Given data:

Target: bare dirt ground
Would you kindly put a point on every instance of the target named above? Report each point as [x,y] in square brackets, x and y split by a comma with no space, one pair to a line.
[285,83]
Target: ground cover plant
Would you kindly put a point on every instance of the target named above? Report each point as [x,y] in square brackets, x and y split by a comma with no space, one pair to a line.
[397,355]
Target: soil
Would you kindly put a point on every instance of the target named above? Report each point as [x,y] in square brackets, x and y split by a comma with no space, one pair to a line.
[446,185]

...

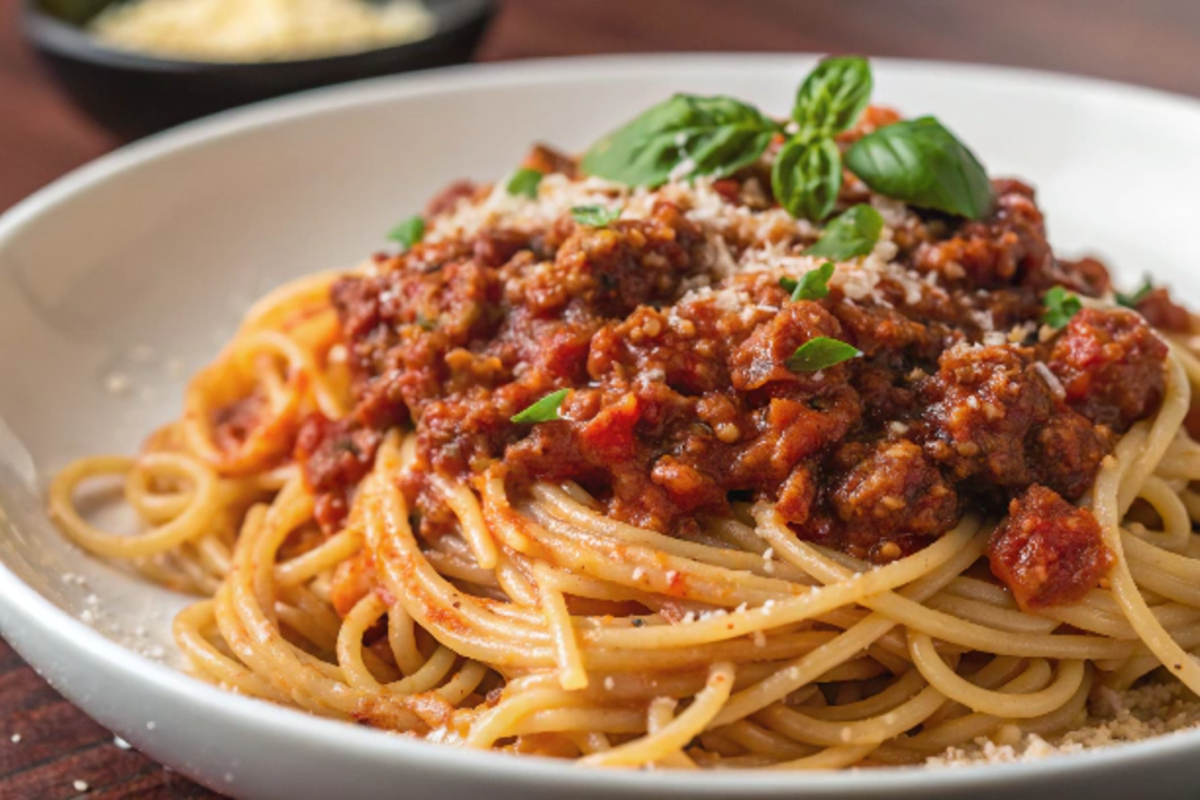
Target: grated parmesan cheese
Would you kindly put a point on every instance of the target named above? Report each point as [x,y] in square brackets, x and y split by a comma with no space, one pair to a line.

Task details: Lines with the word "ground" in the data need counting; report the count alone.

Answer for the task: 2